▸ **Texto del documento**:
# # #
La muerte llega y la devastación alcanza a todo nuestro proyecto vital igual que al de cuantos nos aman

El protagonista de ‘El séptimo sello’, la película de 1957 del sueco Ingmar Bergman, juega con la muerte en una playa una partida de ajedrez con el fin de tratar de escapar de ella, aunque sea a través de una apuesta que está condenado a perder. Ni con la muerte delante, Antonius Block, que ha dedicado diez años de su vida a las cruzadas en nombre de la fe y regresa a su Suecia natal duramente diezmada por la peste, sabe que, como dice la Biblia en el Apocalipsis, cuando se abre el séptimo sello, «se hizo silencio en el cielo». No intuye que la muerte, aunque le haya regalado una última e inviable oportunidad, es el silencio de Dios, la confirmación de que la vida ha sido una batalla destinada a perderse, la evidencia de que la agonía existencial habita allá donde cualquiera pueda atisbar un resquicio de esperanza, porque la esperanza no es lo último que se pierde, sino la vida.
# # #
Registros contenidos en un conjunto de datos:
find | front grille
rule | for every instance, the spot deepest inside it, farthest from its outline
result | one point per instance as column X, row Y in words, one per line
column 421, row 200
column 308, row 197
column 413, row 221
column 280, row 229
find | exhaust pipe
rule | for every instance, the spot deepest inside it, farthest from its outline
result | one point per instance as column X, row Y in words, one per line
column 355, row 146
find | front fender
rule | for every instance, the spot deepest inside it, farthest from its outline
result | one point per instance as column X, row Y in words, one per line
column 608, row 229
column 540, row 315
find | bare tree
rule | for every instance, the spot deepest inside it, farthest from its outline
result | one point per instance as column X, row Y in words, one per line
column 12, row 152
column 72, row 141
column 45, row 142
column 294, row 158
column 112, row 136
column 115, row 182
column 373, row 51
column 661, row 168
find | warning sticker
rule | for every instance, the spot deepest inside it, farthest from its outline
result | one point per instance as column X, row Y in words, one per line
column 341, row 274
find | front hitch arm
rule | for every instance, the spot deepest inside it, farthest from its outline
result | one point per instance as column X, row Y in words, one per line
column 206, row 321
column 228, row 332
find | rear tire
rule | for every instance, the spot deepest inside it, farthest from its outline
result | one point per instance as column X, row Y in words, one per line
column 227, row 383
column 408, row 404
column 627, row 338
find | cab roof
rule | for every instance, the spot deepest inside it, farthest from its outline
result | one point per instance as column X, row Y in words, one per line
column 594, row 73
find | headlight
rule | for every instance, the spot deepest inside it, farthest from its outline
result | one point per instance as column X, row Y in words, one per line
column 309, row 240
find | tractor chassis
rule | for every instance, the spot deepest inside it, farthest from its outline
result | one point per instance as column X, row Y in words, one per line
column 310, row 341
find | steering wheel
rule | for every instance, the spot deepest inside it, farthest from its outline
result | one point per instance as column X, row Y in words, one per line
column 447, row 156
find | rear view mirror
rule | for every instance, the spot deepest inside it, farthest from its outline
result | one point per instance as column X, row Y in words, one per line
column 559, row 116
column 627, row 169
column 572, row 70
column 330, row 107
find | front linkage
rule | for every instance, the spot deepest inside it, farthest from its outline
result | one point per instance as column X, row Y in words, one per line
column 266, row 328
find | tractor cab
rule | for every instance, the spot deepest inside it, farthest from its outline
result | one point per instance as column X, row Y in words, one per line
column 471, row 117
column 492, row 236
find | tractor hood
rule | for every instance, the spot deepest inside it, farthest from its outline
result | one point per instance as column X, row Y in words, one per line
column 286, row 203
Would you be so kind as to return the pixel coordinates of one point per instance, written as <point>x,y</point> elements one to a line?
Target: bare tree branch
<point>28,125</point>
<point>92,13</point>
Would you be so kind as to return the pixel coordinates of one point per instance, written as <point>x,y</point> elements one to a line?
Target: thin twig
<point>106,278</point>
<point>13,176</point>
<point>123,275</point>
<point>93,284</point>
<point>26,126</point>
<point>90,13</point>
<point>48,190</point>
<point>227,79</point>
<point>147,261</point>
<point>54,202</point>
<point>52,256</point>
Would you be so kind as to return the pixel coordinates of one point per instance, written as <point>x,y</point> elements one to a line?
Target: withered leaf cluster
# # #
▸ **Tareas propuestas**:
**A.** Indica si cada afirmación concuerda con el texto sobre «El séptimo sello». Responde sí o no y cita literalmente las palabras del texto que lo deciden: (i) La película de Bergman es de 1957. (ii) Antonius Block pasó veinte años en las cruzadas. (iii) Según el texto, la esperanza es lo último que se pierde.
**B.** Prosigue el texto sobre la película «El séptimo sello» a partir de su última oración.

▸ **Resultados del ejercicio**:
**A.**
(i) Sí: «la película de 1957 del sueco Ingmar Bergman».
(ii) No: «ha dedicado diez años de su vida a las cruzadas».
(iii) No: «la esperanza no es lo último que se pierde, sino la vida».

**B.**
Y no hay química ni fórmula ni tecnología ni trucada partida de ajedrez que pueda librarnos de lo absurdo y vacío que es morirse y hacerlo en silencio, delante del silencio de Dios. Uno se muere solo, por mucho que le acompañen familiares y amigos y casi siempre se muere sabiéndolo, desde minutos o días o semanas antes. Debe ser terrible vivir con eso y tratar de no transmitir a los tuyos el miedo, la angustia, la soledad, esa sensación de que nunca es buen momento, de que siempre queda algo por hacer, por ver, por vivir. Pero la muerte llega y la devastación alcanza a todo nuestro proyecto vital igual que al de cuantos nos aman.

Pierde el que muere y pierden los que se quedan. En un talk show le preguntaron a Keanu Reeves, un actor admirado por el público por su humildad y buen hacer en el cine y muy castigado por el dolor de la muerte de personas muy cercanas a él, qué podría pasar cuando uno se muere. Contestó: «Sé que los que nos aman, nos van a echar mucho de menos».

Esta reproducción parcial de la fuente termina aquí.